Exercise text:
February 14 2020

Stainless Steel Rally

Like stainless steel, nothing corrodes the current market rally, even a virus spread of biblical proportion. Let’s summarize, we have an epidemic that affected China, which plays a key role in the global supply chain. According to PwC, it would represent a $570bn negative impact to the global economy, compared to $50bn for SARS in 2002-2003. Remember that at the time of the SARS, Hang Seng dropped by ~20% and S&P500 dropped ~10% peak-to-trough. And this time, for a financial impact 10x higher, these markets barely decreased 10% and 3% respectively.

What’s the catch here? Virus outbreak has been more efficiently tackled, helicopter money is ready to be deployed, the economy is now more reliant on online entertainment than ever and people buy less “things” anyway, or is it that we are simply too complacent.

Well stop guessing. Short answer is that nobody knows, and as Keynes famously said “the market can remain irrational for longer than you can remain solvent”. What we are sure of though is that only an agile and diversified portfolio could be better prepared under all types of adverse weather conditions.

Questions:
a: In the market commentary, what negative impact on the global economy did PwC estimate for the epidemic?
b: In one to three sentences, explain why the market commentary compares the current rally to stainless steel.
c: Please resume the market commentary after its final sentence.

Dataset records:
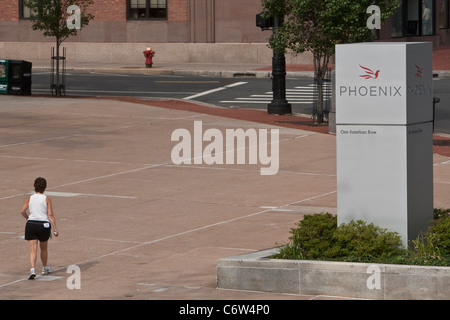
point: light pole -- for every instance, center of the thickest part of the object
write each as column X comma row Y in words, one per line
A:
column 279, row 104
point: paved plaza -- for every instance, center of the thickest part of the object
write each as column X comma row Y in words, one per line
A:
column 137, row 225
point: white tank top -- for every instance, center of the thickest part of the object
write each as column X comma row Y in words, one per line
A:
column 38, row 207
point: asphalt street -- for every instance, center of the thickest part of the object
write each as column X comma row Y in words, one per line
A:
column 237, row 92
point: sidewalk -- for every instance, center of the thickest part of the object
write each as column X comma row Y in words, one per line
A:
column 441, row 67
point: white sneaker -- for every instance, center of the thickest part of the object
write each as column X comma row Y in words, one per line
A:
column 46, row 270
column 32, row 274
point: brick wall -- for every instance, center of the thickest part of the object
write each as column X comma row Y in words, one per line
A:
column 9, row 10
column 109, row 10
column 178, row 10
column 104, row 10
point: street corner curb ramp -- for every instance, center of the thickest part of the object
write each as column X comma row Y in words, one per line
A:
column 258, row 272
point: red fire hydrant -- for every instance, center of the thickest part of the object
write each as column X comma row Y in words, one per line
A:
column 149, row 54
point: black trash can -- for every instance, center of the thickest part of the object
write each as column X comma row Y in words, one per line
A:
column 4, row 76
column 19, row 77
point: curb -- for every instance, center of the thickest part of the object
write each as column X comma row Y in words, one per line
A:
column 258, row 272
column 180, row 72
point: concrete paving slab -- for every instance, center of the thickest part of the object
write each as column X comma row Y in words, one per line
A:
column 137, row 225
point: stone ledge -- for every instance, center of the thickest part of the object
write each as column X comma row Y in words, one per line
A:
column 257, row 272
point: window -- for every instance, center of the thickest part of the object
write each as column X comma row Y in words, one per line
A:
column 397, row 22
column 443, row 14
column 427, row 17
column 147, row 9
column 24, row 11
column 420, row 17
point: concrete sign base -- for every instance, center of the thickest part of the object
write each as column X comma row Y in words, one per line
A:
column 384, row 135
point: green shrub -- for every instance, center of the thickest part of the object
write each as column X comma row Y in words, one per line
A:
column 318, row 237
column 362, row 242
column 440, row 232
column 441, row 213
column 312, row 239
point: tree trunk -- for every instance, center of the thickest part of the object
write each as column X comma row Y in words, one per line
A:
column 320, row 70
column 58, row 86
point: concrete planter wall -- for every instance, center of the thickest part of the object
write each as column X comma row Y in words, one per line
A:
column 257, row 272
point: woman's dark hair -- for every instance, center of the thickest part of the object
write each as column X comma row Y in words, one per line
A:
column 40, row 184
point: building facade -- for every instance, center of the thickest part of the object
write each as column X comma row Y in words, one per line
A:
column 209, row 31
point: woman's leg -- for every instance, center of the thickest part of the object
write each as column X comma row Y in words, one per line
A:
column 33, row 252
column 44, row 253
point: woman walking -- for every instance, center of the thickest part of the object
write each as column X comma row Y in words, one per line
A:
column 39, row 221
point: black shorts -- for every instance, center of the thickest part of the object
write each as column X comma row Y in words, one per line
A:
column 37, row 230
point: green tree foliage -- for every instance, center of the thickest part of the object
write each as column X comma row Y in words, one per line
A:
column 318, row 25
column 50, row 16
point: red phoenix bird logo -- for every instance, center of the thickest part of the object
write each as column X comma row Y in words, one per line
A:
column 369, row 73
column 419, row 73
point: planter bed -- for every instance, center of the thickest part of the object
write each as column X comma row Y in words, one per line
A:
column 258, row 272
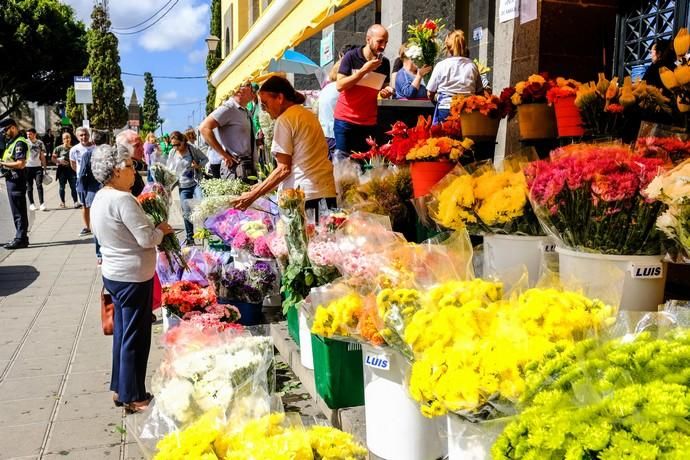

Task answers:
a: $570bn

b: Like stainless steel, nothing has corroded the rally, not even a virus spread of biblical proportion. PwC puts the financial impact at about ten times that of SARS, yet the Hang Seng and S&P500 fell only about 10% and 3%. During SARS they fell about 20% and 10%.

c:
The stock picker is dead. If not entirely, it has a very bleak future. First off, who trades stocks anymore? Secondly, the traditional 60 equity-40 bond portfolio does not cut it any longer. Simple enough to be a long-time favourite among the investor community, such positioning would excessively expose you to a short-term downside…which, let’s face it, has been telegraphed for a long time now. So, try it at your own peril.

No, bottom line is that investors should take the amount of risk that is right for them. And, guess what, this changes for everybody. Having said that, no asset allocation mix guarantees against losses, but some offer superior risk/reward ratios over time.

This is the case for all-weather strategies, first coined by Ray Dalio, and then adapted as risk-parity strategies more-or-less successfully. It is based on an insight that a passive but diversified portfolio of stocks, bonds and currencies balanced by the mathematical risk of each asset class — as opposed to arbitrary percentages — will have greater and more diversified returns than a traditional stock portfolio. We do that.

As everything, the proof of the pudding is in the eating, as not every mathematical model is great, but at least you could be convinced that this is a sounder way to grow your capital than betting on the next winning trade. Stainless steel rarely turns into gold, but you could be lucky.